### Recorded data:
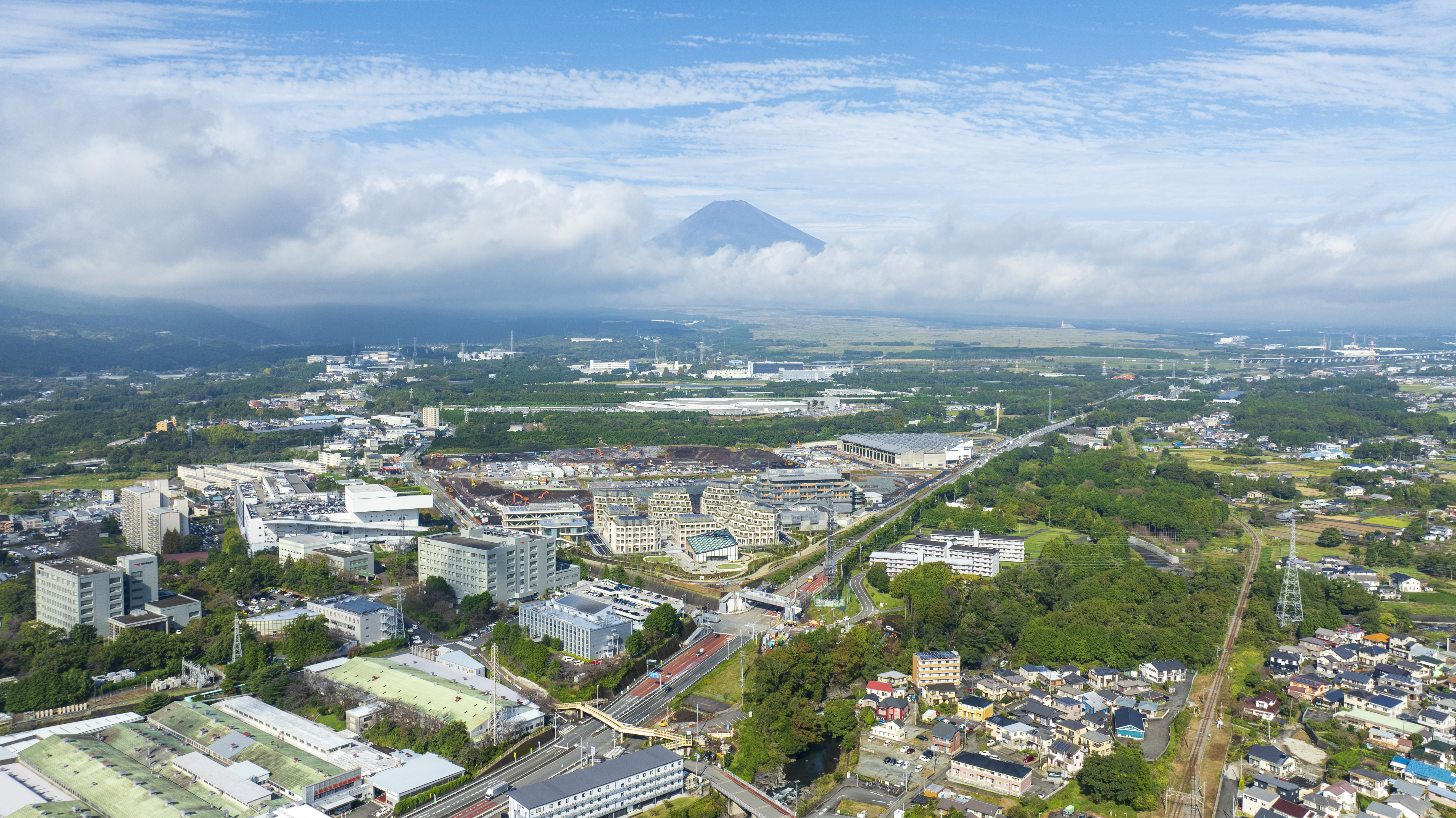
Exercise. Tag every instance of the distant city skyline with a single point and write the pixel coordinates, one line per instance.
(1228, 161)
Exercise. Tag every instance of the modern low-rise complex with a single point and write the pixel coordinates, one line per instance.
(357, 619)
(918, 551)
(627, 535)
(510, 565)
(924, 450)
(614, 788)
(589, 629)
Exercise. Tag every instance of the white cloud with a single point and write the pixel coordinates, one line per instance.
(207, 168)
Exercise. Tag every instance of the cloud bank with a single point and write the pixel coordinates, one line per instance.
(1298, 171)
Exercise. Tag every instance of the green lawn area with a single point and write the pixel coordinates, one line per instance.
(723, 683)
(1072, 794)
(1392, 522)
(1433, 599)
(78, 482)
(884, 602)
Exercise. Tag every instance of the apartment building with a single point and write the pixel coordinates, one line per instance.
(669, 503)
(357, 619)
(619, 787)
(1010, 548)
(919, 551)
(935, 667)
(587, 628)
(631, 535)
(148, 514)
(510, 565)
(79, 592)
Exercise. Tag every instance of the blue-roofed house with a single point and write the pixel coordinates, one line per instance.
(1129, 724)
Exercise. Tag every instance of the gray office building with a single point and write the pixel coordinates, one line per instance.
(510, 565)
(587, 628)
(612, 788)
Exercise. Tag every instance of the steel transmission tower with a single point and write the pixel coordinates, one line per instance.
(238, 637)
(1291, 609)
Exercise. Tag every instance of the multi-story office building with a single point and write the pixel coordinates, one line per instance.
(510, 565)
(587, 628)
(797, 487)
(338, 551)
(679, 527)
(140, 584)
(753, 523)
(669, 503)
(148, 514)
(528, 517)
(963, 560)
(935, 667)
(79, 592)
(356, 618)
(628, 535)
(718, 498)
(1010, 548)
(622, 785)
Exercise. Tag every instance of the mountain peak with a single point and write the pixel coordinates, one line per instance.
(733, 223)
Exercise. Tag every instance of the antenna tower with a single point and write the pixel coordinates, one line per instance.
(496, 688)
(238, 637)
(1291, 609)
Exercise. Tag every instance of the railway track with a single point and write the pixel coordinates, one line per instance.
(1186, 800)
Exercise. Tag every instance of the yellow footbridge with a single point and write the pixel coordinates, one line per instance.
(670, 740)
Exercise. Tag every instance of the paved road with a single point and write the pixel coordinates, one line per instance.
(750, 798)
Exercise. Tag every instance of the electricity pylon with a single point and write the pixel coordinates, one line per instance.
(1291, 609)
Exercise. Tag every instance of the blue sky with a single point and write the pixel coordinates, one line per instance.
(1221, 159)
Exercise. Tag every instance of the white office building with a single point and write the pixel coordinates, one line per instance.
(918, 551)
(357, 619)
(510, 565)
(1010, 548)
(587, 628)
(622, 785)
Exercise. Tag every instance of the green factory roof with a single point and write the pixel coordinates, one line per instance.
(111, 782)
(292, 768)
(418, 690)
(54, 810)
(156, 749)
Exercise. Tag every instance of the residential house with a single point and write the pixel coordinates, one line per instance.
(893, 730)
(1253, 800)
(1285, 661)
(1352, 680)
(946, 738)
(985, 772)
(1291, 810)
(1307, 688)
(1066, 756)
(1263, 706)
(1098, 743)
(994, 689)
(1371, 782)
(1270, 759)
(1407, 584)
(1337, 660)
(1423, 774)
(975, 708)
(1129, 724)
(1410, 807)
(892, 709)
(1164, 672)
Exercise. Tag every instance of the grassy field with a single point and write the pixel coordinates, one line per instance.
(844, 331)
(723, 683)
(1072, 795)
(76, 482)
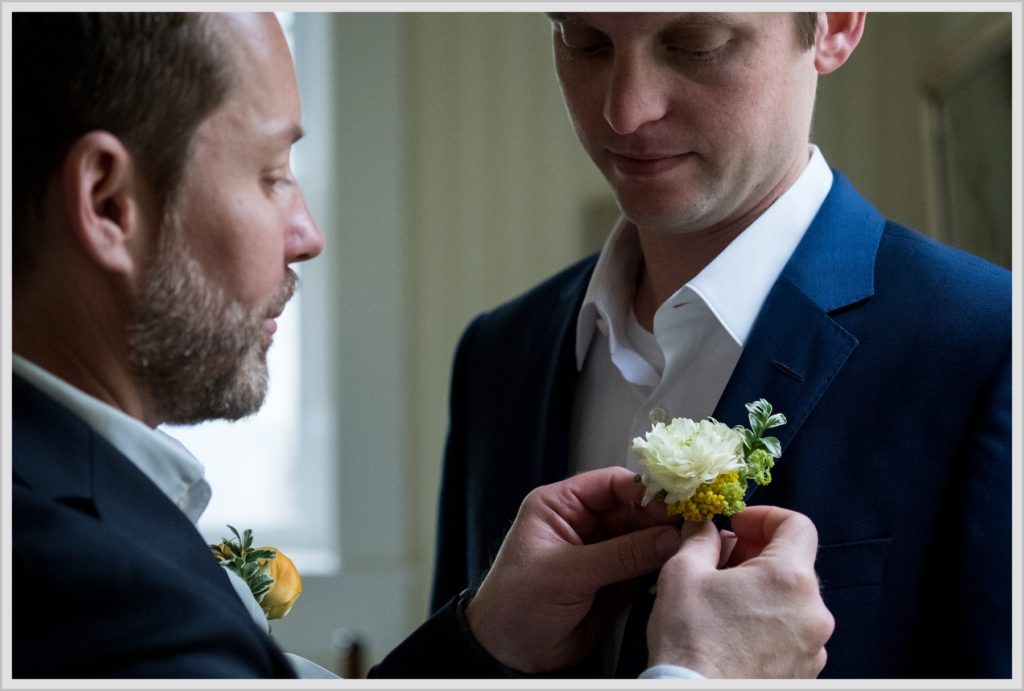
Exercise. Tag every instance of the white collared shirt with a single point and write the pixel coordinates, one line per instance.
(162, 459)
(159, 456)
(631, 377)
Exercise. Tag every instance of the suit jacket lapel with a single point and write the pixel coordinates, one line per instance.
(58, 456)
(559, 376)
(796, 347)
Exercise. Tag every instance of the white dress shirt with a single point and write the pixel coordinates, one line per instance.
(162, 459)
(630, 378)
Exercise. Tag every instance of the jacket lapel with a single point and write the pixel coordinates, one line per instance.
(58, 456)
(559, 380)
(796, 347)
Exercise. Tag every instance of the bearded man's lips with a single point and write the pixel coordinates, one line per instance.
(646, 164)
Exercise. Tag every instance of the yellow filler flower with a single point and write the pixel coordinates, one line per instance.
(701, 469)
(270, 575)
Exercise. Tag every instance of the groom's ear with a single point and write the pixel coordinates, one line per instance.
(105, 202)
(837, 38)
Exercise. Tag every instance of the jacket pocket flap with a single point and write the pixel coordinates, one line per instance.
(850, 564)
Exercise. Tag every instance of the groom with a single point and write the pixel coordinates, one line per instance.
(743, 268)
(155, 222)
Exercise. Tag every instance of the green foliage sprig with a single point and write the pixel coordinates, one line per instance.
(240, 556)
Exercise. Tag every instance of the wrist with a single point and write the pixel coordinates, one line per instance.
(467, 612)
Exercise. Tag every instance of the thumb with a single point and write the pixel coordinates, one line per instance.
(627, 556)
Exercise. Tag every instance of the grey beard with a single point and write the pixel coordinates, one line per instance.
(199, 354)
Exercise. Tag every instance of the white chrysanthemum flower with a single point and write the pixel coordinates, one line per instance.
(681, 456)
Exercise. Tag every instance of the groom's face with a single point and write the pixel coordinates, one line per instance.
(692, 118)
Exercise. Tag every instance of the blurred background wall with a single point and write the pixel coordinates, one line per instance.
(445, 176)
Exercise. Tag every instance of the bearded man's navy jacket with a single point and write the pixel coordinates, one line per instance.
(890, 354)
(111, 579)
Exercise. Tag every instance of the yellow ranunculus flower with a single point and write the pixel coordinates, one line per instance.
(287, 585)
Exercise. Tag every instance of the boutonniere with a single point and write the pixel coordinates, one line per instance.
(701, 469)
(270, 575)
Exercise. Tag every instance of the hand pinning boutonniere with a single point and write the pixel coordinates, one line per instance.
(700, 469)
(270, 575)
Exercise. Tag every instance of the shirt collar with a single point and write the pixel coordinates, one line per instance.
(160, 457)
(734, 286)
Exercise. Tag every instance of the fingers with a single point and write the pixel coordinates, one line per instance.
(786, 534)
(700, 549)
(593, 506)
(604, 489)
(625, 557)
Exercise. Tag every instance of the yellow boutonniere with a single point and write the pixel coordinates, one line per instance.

### STATED TASK:
Without the pictures, restate all the entries above exactly.

### OUTPUT:
Exercise. Tag every instance of the distant city skyline with a single point and write the pixel coordinates, one line per instance.
(1228, 161)
Exercise. Tag every instance of the modern low-rise complex with a single point and write the pixel coordinates, one line per instance.
(357, 619)
(918, 551)
(627, 535)
(510, 565)
(924, 450)
(614, 788)
(589, 629)
Exercise. Tag every instance of the white cloud with a single point and write the pixel coordinates, one line per instance.
(207, 168)
Exercise. Tag every instance of the cloud bank with a single point and write the pixel coordinates, one line per instance.
(1298, 171)
Exercise. Tag every instance of the green lawn area with a single point and write the pixel coordinates, one line per instance.
(723, 683)
(1072, 794)
(1392, 522)
(1433, 599)
(78, 482)
(884, 602)
Exercise. Tag every instance of the apartment building with a single point and write the pixel coordinates, one line per instance.
(669, 503)
(357, 619)
(619, 787)
(1010, 548)
(919, 551)
(935, 667)
(587, 628)
(631, 535)
(148, 514)
(510, 565)
(79, 592)
Exercise. Tag every instance of the blue-roofed house with a single point and write the pixel coordinates, one line per instance.
(1129, 724)
Exercise. Tag every instance of the gray office building with a single point and write the pixel coordinates, one line per instance.
(510, 565)
(587, 628)
(612, 788)
Exercise. Tag every instance of the steel transmission tower with a single point and write the pixel coordinates, one line per instance.
(238, 637)
(1291, 609)
Exercise. Tag every instance of the multi-story office building with a single point and write the pixel coordinates, one line per instance.
(510, 565)
(587, 628)
(797, 487)
(338, 551)
(679, 527)
(140, 584)
(753, 523)
(669, 503)
(148, 514)
(528, 517)
(963, 560)
(935, 667)
(79, 592)
(356, 618)
(628, 535)
(718, 498)
(1010, 548)
(622, 785)
Exercise. Tag every instance of the mountain peak with a single point and write the pixel coordinates, one line per instance.
(733, 223)
Exercise. Tag every instance of the antenna tower with a single point and write the pixel coordinates, one line per instance.
(496, 688)
(238, 637)
(1291, 609)
Exercise. Tag every instance of the railway track with a single point and write the pixel coordinates, one line per instance.
(1186, 800)
Exercise. Tag every instance of the yellow footbridge with a single point and write the pixel coordinates, one line per instance.
(670, 740)
Exercise. Tag every instance of the paved road with a single point and write the pixel coordinates, one line per instance.
(750, 798)
Exercise. Tag every instance of the electricity pylon with a single point and write the pixel coordinates, one line per instance.
(1291, 609)
Exercise. Tag every instance of the blue sky with a single point and write the pixel coordinates, one line per instance.
(1221, 159)
Exercise. Tag every instance of the white office building with a single point and write the pixel coordinates, one line per instance.
(918, 551)
(357, 619)
(510, 565)
(1010, 548)
(587, 628)
(622, 785)
Exercise. Tag every instance of the green factory roof with a single point and write the pixel coordinates, one line per instance.
(111, 782)
(292, 768)
(418, 690)
(54, 810)
(156, 749)
Exercise. Tag every instance of the residential house with a single point and write the pixel coordinates, one line per instance.
(893, 730)
(1253, 800)
(1285, 661)
(1352, 680)
(946, 738)
(985, 772)
(1291, 810)
(1307, 688)
(1066, 756)
(1263, 706)
(1098, 743)
(994, 689)
(1371, 782)
(1270, 759)
(1407, 584)
(1337, 660)
(1423, 774)
(975, 708)
(1129, 724)
(1410, 807)
(892, 709)
(1164, 672)
Exercise. Tag every instance of the grassy field with a single point and write the pixel coordinates, one line per instance.
(844, 331)
(723, 683)
(1072, 795)
(76, 482)
Exercise. Tag every instance of the white collared shirt with a single point and write the pixel coordinates, one line per instance.
(162, 459)
(159, 456)
(631, 377)
Exercise. Tag every instance of the suit jacket lapel with a single point and write the pixel coordinates, one line per instance.
(58, 456)
(559, 376)
(796, 347)
Exercise. Tag every instance of the white dress shirt with a single point and write the pixel coordinates, one line per instance.
(162, 459)
(630, 378)
Exercise. Tag every instance of the jacket lapel with a single point and write the pixel coordinates, one line per instance.
(58, 456)
(559, 380)
(796, 347)
Exercise. Tag every instance of the bearded man's lips with a single point and write the pixel coordinates, one line per instance.
(646, 164)
Exercise. Tag every instance of the yellow filler flower with a single point and write the pixel coordinates, one line per instance.
(701, 469)
(270, 575)
Exercise. Tag every instance of the groom's ear with a single point and write the pixel coordinates, one line per instance.
(105, 202)
(837, 38)
Exercise. Tag every instance of the jacket pocket flap with a single point and write the pixel coordinates, one line per instance.
(850, 564)
Exercise. Tag every instance of the groom with a single point and write the pixel coordinates, one line per instance.
(743, 268)
(155, 222)
Exercise. Tag every instance of the green foliage sprig with a single point and write the pixel coordinates, one line per instance.
(240, 556)
Exercise. Tag every instance of the wrist with a single point and write the pixel coordinates, one line per instance.
(467, 612)
Exercise. Tag every instance of the thumb with a single point and write the pixel coordinates, one line per instance.
(627, 556)
Exercise. Tag every instance of the grey beard with a single point and write the pixel coordinates, one line per instance.
(199, 354)
Exercise. Tag every instance of the white chrysanthemum flower with a single point and write the pixel coordinates, one line per instance.
(681, 456)
Exercise. Tag every instance of the groom's face with a single point and write the pixel coordinates, one line per instance.
(692, 118)
Exercise. Tag every instance of the blurred background wall with a single point and write the pixel coordinates, one line per instance.
(445, 176)
Exercise. Tag every instance of the bearded man's navy jacket with a single point and write the pixel coordinates, one line per instance.
(890, 354)
(111, 579)
Exercise. Tag every instance of the yellow ranunculus flower with a single point and write the pixel coordinates, one line per instance.
(287, 585)
Exercise. Tag every instance of the boutonniere with a single point and write the pixel coordinates, one line per instance.
(701, 469)
(270, 575)
Exercise. Tag every instance of the hand pinning boutonniere with a single point and write the pixel coordinates, one line per instance.
(700, 469)
(270, 575)
Exercise. Tag every instance of the shirt collar with a single point and write the pixel coordinates, one line per instance.
(160, 457)
(734, 286)
Exercise. Tag every instance of the fingers with a single point and write the pixel coordinates, one line per instance.
(786, 534)
(700, 549)
(593, 506)
(604, 489)
(625, 557)
Exercise. Tag every instance of the yellow boutonniere with a single point and write the pixel coordinates, one line per instance.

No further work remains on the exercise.